_阅读节选_
*-*-*

今天测试环境遇到一个问题,一个Java的容器由于OOM频繁被Killed掉。这个问题还经常出现的,这里记录下解决过程。

为啥会频繁OOM?

首先排除Java程序的问题,因为基本上Java程序刚运行起来没一会儿,容器就由于OOM被Killed掉了,料想程序还不会写得这么烂。

经诊断,频繁OOM的容器是设置了memory quota的,因此这里做一个实验:

$ docker run -m 100MB openjdk:8u121-alpine java -XshowSettings:vm -version
VM settings:
    Max. Heap Size (Estimated): 239.75M
    Ergonomics Machine Class: client
    Using VM: OpenJDK 64-Bit Server VM

openjdk version "1.8.0_121"
OpenJDK Runtime Environment (IcedTea 3.3.0) (Alpine 8.121.13-r0)
OpenJDK 64-Bit Server VM (build 25.121-b13, mixed mode)

这里发现给容器设置了100MB的memory quota,但JVM运行时实际最大的Heap Size却大于这个值。为啥会这样呢?

查阅资料,发现JVM默认分配本机内存的大约25%作为Max Heap Size

Java Heap Sizing Basics

Per default the JVM automatically configures heap size according to the spec of the machine it is running on. On my brand new MacBook Pro 2018 this yields the following heap size:

  $ java -XX:+PrintFlagsFinal -version | grep -Ei "maxheapsize|maxram"
      uintx DefaultMaxRAMFraction   = 4             {product}
      uintx MaxHeapSize             := 8589934592   {product}
      uint64_t MaxRAM               = 137438953472  {pd product}
      uintx MaxRAMFraction          = 4             {product}

As you can see, the JVM defaults to 8.0 GB max heap (8589934592 / 1024^3) and 0.5 GB initial heap on my machine. The formula behind this is straight forward. Using the JVM configuration parameter names, we end up with: MaxHeapSize = MaxRAM * 1 / MaxRAMFraction where MaxRAM is the available RAM (1) and MaxRAMFraction is 4 (2) by default. That means the JVM allocates up to 25% of your RAM per JVM running on your machine.

*-*-*

_数据行_

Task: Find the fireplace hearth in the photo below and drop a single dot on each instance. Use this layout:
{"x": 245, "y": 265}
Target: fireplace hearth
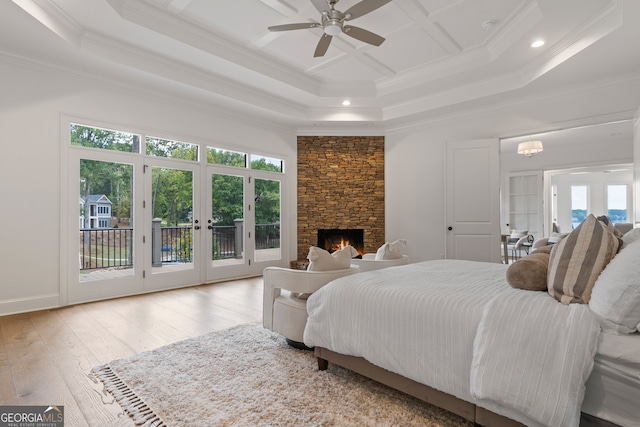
{"x": 334, "y": 239}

*-*-*

_必做任务_
1. 在这篇关于Java容器频繁OOM的文字中,给容器设置100MB内存限额的实验里,JVM显示的估计最大堆大小是多少?
2. 请续写这篇关于Java容器频繁OOM的文字。

_练习答案_
1. 239.75M。

2.
而在容器中运行的Java进程默认取到的系统内存是宿主机的内存信息:

$ docker run -m 100MB openjdk:8u121-alpine cat /proc/meminfo
MemTotal:        1008492 kB
MemFree:          144328 kB
MemAvailable:     548688 kB
Buffers:           69864 kB
Cached:           421352 kB
...

如果宿主机上的内存容量较大,通过上述计算公式自然得到一个较大的Max Heap Size,这样Java程序在运行时如果频繁申请内存,而由于并没有接近Max Heap Size,因此不会去GC,这样运行下去,最终申请的内存超过了容器的memory quota,因而被cgroup杀掉容器进程了。

解决方案

容器如此火热的今天,这个问题自然有解决方案了。

方案1

如果java可以升级到Java 10,则使用-XX:+UseContainerSupport打开容器支持就可以了,这时容器中运行的JVM进程取到的系统内存即是施加的memory quota了:

$ docker run -m 400MB openjdk:10 java -XX:+UseContainerSupport -XX:InitialRAMPercentage=40.0 -XX:MaxRAMPercentage=90.0 -XX:MinRAMPercentage=50.0 -XshowSettings:vm -version
VM settings:
    Max. Heap Size (Estimated): 348.00M
    Using VM: OpenJDK 64-Bit Server VM

openjdk version "10.0.2" 2018-07-17
OpenJDK Runtime Environment (build 10.0.2+13-Debian-2)
OpenJDK 64-Bit Server VM (build 10.0.2+13-Debian-2, mixed mode)

同时还可以通过-XX:InitialRAMPercentage-XX:MaxRAMPercentage-XX:MinRAMPercentage这些参数控制JVM使用的内存比率。因为很多Java程序在运行时会调用外部进程、申请Native Memory等,所以即使是在容器中运行Java程序,也得预留一些内存给系统的。所以-XX:MaxRAMPercentage不能配置得太大。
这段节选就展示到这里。